[Point labeling data based on photos]
· · ·
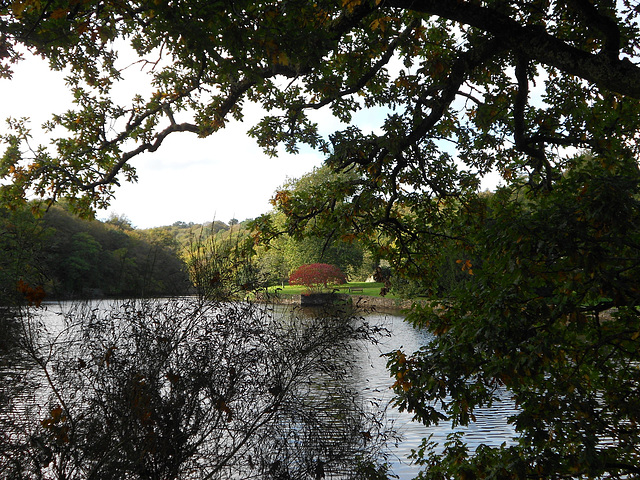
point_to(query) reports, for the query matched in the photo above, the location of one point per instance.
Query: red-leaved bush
(317, 275)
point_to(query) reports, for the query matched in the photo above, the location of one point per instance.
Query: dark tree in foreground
(186, 390)
(459, 89)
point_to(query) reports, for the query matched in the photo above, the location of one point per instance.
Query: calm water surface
(491, 427)
(373, 380)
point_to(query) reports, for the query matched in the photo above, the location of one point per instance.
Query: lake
(373, 382)
(491, 427)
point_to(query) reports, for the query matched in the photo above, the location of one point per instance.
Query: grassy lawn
(368, 288)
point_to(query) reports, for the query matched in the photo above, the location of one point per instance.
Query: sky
(188, 179)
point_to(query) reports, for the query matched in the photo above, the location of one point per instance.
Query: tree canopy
(505, 83)
(544, 93)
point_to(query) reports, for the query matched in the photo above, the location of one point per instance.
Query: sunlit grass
(368, 288)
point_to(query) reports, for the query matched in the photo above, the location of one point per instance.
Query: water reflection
(179, 389)
(491, 427)
(311, 386)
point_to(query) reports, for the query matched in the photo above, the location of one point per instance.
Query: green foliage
(450, 90)
(551, 315)
(182, 389)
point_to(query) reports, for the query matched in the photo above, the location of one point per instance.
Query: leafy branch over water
(190, 389)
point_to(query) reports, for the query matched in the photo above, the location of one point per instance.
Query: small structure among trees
(316, 276)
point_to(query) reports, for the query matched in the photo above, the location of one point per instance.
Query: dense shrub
(317, 275)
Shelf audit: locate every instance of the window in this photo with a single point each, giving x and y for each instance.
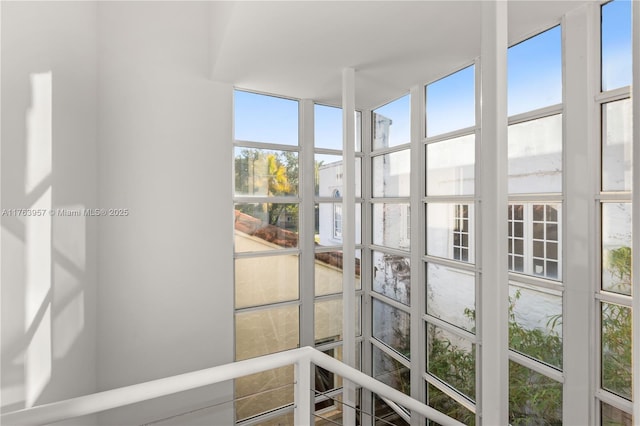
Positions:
(461, 233)
(534, 222)
(390, 163)
(614, 293)
(450, 170)
(337, 217)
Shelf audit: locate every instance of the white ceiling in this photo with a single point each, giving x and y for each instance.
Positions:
(299, 48)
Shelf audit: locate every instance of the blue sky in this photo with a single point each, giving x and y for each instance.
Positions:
(616, 44)
(534, 81)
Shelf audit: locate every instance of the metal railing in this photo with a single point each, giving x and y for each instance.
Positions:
(301, 358)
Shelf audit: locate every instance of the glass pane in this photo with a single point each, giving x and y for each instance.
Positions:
(443, 403)
(611, 416)
(263, 280)
(535, 324)
(283, 420)
(545, 242)
(392, 276)
(535, 156)
(451, 295)
(392, 124)
(329, 176)
(450, 166)
(262, 118)
(266, 331)
(535, 72)
(534, 399)
(452, 359)
(390, 371)
(451, 102)
(616, 349)
(391, 174)
(616, 44)
(616, 146)
(450, 231)
(261, 392)
(261, 172)
(265, 226)
(616, 247)
(392, 225)
(328, 273)
(391, 326)
(328, 320)
(329, 220)
(385, 415)
(326, 380)
(328, 127)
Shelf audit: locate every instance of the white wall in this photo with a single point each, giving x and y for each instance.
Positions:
(108, 104)
(49, 143)
(165, 148)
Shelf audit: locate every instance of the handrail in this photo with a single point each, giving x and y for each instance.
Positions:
(301, 357)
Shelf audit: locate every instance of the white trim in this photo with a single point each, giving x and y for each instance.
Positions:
(635, 96)
(302, 357)
(348, 232)
(536, 114)
(454, 134)
(450, 392)
(450, 328)
(536, 365)
(493, 315)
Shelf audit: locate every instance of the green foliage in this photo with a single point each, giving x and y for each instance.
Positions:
(260, 172)
(616, 329)
(533, 398)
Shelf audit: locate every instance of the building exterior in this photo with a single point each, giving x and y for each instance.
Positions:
(174, 197)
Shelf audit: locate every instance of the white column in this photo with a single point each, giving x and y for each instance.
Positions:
(302, 410)
(635, 97)
(307, 222)
(417, 250)
(493, 163)
(579, 151)
(349, 247)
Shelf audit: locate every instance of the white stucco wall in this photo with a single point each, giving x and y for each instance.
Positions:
(49, 145)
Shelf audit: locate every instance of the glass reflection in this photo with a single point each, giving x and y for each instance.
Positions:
(450, 231)
(391, 371)
(392, 124)
(266, 331)
(451, 166)
(443, 403)
(328, 320)
(452, 359)
(392, 276)
(535, 324)
(391, 326)
(617, 146)
(451, 102)
(451, 295)
(265, 226)
(262, 172)
(266, 279)
(616, 247)
(616, 349)
(534, 399)
(535, 156)
(391, 174)
(392, 225)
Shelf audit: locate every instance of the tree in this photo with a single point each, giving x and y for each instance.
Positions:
(267, 173)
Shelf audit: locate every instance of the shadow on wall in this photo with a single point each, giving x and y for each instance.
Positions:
(43, 265)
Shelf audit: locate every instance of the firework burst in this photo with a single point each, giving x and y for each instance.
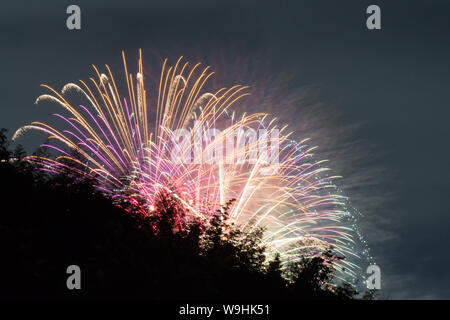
· · ·
● GOAL: Count the lines in the entries that contain the string "foliage", treating case as significant, and give only that number.

● FULL RESPONSE: 2